§ EXERCISE PROMPT
Copy out all of the material exactly as presented.

(Source records)
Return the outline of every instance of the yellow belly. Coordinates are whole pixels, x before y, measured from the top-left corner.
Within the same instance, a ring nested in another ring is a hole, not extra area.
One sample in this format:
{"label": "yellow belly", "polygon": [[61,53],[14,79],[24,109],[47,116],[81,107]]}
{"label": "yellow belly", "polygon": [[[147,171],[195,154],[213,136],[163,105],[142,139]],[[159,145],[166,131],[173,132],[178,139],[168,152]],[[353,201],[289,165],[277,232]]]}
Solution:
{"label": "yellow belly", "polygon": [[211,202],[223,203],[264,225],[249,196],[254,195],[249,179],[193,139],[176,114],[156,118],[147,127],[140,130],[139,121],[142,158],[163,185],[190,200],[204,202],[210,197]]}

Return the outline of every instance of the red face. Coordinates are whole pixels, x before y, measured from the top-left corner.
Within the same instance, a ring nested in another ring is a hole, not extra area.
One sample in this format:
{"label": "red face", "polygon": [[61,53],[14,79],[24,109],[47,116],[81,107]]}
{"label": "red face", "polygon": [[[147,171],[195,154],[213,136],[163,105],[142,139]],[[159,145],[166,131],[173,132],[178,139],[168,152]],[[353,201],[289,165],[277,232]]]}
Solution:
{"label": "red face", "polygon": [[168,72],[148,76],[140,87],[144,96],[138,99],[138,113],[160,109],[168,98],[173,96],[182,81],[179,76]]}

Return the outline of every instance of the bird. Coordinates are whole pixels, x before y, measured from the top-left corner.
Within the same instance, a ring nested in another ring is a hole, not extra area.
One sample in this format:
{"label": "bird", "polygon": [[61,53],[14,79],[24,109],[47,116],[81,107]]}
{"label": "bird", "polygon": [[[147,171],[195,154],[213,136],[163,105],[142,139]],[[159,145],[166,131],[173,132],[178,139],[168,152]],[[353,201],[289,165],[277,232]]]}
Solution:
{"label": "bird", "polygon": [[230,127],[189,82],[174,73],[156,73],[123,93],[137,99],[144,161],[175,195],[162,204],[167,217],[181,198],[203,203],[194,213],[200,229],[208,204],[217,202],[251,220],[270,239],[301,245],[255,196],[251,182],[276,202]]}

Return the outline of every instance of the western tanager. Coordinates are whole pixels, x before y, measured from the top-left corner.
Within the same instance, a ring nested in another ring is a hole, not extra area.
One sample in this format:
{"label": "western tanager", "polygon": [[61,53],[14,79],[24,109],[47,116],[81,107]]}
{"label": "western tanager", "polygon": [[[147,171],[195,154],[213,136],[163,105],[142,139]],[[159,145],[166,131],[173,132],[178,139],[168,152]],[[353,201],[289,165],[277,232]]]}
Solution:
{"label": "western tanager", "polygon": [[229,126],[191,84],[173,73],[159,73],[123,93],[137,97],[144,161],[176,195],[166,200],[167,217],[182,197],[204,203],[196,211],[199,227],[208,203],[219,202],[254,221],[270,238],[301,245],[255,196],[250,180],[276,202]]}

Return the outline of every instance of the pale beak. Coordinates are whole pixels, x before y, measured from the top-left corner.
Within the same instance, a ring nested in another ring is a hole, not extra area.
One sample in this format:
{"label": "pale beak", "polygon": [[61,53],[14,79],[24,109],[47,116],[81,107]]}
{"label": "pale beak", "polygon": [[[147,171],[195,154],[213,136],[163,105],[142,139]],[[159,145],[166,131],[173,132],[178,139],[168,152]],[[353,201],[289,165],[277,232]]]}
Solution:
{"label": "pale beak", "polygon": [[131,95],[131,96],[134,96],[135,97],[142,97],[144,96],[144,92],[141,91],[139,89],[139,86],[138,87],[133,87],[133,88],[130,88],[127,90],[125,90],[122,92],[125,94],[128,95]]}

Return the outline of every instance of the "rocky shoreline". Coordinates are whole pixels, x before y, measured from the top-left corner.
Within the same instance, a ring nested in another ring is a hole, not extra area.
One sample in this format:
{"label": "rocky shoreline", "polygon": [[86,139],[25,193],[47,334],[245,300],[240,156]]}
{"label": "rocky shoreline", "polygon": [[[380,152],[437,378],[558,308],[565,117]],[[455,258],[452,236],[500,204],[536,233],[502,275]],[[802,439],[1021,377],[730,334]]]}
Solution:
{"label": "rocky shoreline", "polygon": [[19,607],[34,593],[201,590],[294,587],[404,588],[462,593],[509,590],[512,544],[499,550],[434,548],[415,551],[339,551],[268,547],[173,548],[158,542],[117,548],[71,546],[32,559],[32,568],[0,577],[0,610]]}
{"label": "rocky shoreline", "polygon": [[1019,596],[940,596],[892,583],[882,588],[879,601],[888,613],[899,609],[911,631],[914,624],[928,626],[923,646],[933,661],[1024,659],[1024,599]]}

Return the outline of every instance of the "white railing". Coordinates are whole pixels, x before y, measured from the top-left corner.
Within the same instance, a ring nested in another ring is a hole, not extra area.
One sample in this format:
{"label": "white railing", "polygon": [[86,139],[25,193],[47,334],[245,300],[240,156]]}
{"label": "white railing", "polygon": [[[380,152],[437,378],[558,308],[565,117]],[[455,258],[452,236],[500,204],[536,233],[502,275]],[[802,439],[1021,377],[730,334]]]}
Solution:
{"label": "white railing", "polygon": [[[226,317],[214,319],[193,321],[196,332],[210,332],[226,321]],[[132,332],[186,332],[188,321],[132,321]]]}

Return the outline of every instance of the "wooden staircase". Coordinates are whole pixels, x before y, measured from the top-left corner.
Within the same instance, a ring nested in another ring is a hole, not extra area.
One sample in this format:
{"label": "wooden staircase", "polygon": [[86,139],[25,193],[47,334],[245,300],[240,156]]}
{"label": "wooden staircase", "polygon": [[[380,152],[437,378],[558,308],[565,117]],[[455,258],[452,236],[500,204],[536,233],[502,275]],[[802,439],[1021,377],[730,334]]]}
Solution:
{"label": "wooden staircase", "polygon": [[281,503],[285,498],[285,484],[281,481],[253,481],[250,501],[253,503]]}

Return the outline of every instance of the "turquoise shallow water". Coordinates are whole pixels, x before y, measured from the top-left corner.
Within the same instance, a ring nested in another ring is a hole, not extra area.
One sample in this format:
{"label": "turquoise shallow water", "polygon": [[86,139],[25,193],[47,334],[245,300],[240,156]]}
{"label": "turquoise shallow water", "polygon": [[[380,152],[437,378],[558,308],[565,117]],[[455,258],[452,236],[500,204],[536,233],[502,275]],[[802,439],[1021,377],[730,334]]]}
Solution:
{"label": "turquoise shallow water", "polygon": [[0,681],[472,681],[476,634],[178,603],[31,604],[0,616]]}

§ RESULT FOR THIS EXERCISE
Return the outline of every instance of the yellow belly. Coordinates are whole pixels, x before y, measured from the top-left corner.
Within the same instance, a ring nested in another ring is a hole, not extra area.
One sample in this format:
{"label": "yellow belly", "polygon": [[61,53],[14,79],[24,109],[47,116],[81,107]]}
{"label": "yellow belly", "polygon": [[[147,171],[195,154],[213,136],[163,105],[142,139]],[[159,145],[166,131],[173,132],[178,139],[168,152]],[[353,201],[289,165],[277,232]]]}
Solution:
{"label": "yellow belly", "polygon": [[211,202],[223,203],[264,225],[249,196],[254,195],[249,179],[193,139],[176,114],[156,118],[147,127],[140,130],[139,121],[142,158],[163,185],[190,200],[204,202],[210,197]]}

Return the outline of every instance of the red face. Coordinates are whole pixels, x before y, measured from the top-left corner.
Within the same instance, a ring nested in another ring is a hole, not extra area.
One sample in this format:
{"label": "red face", "polygon": [[61,53],[14,79],[24,109],[47,116],[81,107]]}
{"label": "red face", "polygon": [[[147,171],[195,154],[213,136],[163,105],[142,139]],[[159,145],[166,131],[173,132],[178,139],[168,152]],[[353,201],[289,165],[277,232]]]}
Solution:
{"label": "red face", "polygon": [[168,72],[148,76],[140,87],[144,96],[138,99],[138,113],[160,109],[168,98],[173,96],[182,81],[179,76]]}

Return the outline of every instance of the bird. Coordinates are whole pixels, x before y, measured from the top-left corner.
Within the same instance, a ring nested in another ring is a hole, not extra area.
One sample in this format:
{"label": "bird", "polygon": [[61,53],[14,79],[24,109],[47,116],[81,107]]}
{"label": "bird", "polygon": [[[147,171],[195,154],[213,136],[163,105],[142,139]],[[159,145],[166,131],[173,132],[178,139],[168,152]],[[353,201],[289,165],[277,232]]]}
Solution:
{"label": "bird", "polygon": [[230,127],[189,82],[174,73],[156,73],[123,93],[137,99],[144,161],[175,195],[162,204],[167,217],[181,198],[203,203],[194,213],[200,229],[208,204],[217,202],[251,220],[270,239],[301,245],[255,196],[251,182],[276,202]]}

Return the outline of every instance of the western tanager. Coordinates are whole pixels, x before y, measured from the top-left corner.
Within the same instance, a ring nested in another ring is a hole, not extra area.
One sample in this format:
{"label": "western tanager", "polygon": [[61,53],[14,79],[24,109],[47,116],[81,107]]}
{"label": "western tanager", "polygon": [[[147,171],[195,154],[213,136],[163,105],[142,139]],[[159,145],[166,131],[173,132],[178,139],[168,152]],[[353,201],[289,165],[277,232]]]}
Solution:
{"label": "western tanager", "polygon": [[229,126],[191,84],[173,73],[159,73],[123,93],[137,97],[144,161],[176,195],[166,200],[167,217],[182,197],[204,203],[196,211],[199,227],[208,203],[219,202],[254,221],[270,238],[301,245],[255,196],[250,180],[276,202]]}

Return the outline of every instance of the pale beak. Coordinates are whole pixels, x before y, measured from the top-left corner.
Within the same instance, a ring nested in another ring is a hole, not extra area.
One sample in this format:
{"label": "pale beak", "polygon": [[61,53],[14,79],[24,109],[47,116],[81,107]]}
{"label": "pale beak", "polygon": [[[147,171],[195,154],[213,136],[163,105],[142,139]],[[159,145],[166,131],[173,132],[178,139],[168,152]],[[353,201],[289,165],[277,232]]]}
Solution:
{"label": "pale beak", "polygon": [[131,95],[131,96],[134,96],[135,97],[142,97],[144,96],[144,92],[141,91],[139,89],[139,86],[138,87],[133,87],[133,88],[130,88],[127,90],[125,90],[122,92],[125,94],[128,95]]}

Return the outline of every instance of the "rocky shoreline". Coordinates are whole pixels, x before y, measured from the top-left corner.
Within the same instance, a ring nested in another ring is a hole, not extra area.
One sample in this format:
{"label": "rocky shoreline", "polygon": [[86,139],[25,193],[47,334],[245,300],[240,156]]}
{"label": "rocky shoreline", "polygon": [[[380,152],[437,378],[558,308],[565,117]],[[455,258],[452,236],[500,204],[536,233],[502,275]],[[802,439],[1021,377],[730,334]]]}
Solution:
{"label": "rocky shoreline", "polygon": [[19,607],[34,593],[201,590],[294,587],[404,588],[462,593],[509,590],[512,544],[499,550],[434,548],[415,551],[339,551],[268,547],[173,548],[158,542],[117,548],[71,546],[32,559],[32,568],[0,577],[0,610]]}
{"label": "rocky shoreline", "polygon": [[1019,596],[940,596],[892,583],[882,588],[879,601],[888,613],[899,609],[911,631],[914,624],[928,626],[923,646],[933,661],[1024,659],[1024,599]]}

Return the outline of every instance of the "white railing". Coordinates are whole pixels, x before y, measured from the top-left corner.
Within the same instance, a ring nested in another ring is a hole, not extra area.
One sample in this format:
{"label": "white railing", "polygon": [[86,139],[25,193],[47,334],[245,300],[240,156]]}
{"label": "white railing", "polygon": [[[380,152],[437,378],[558,308],[565,117]],[[455,258],[452,236],[500,204],[536,233],[502,275]],[[802,439],[1021,377],[730,334]]]}
Solution:
{"label": "white railing", "polygon": [[[226,317],[214,319],[193,321],[196,332],[210,332],[226,321]],[[132,332],[186,332],[188,321],[132,321]]]}

Return the outline of every instance of the "wooden staircase". Coordinates are whole pixels, x before y, measured from the top-left corner.
Within the same instance, a ring nested in another ring is a hole, not extra area.
One sample in this format:
{"label": "wooden staircase", "polygon": [[86,139],[25,193],[47,334],[245,300],[240,156]]}
{"label": "wooden staircase", "polygon": [[[380,152],[437,378],[558,308],[565,117]],[[455,258],[452,236],[500,204],[536,233],[502,275]],[[802,439],[1021,377],[730,334]]]}
Solution:
{"label": "wooden staircase", "polygon": [[281,503],[285,498],[285,484],[281,481],[253,481],[250,501],[253,503]]}

Return the outline of every instance of the "turquoise shallow water". Coordinates are whole pixels, x before y, measured from the top-left corner.
Within the same instance, a ring nested in another ring is a hole, not extra area.
One sample in this format:
{"label": "turquoise shallow water", "polygon": [[86,139],[25,193],[47,334],[245,300],[240,156]]}
{"label": "turquoise shallow water", "polygon": [[[380,152],[437,378],[558,308],[565,117]],[[455,258],[452,236],[500,204],[536,233],[502,275]],[[802,439],[1021,377],[730,334]]]}
Solution:
{"label": "turquoise shallow water", "polygon": [[0,681],[472,681],[476,634],[178,603],[31,604],[0,616]]}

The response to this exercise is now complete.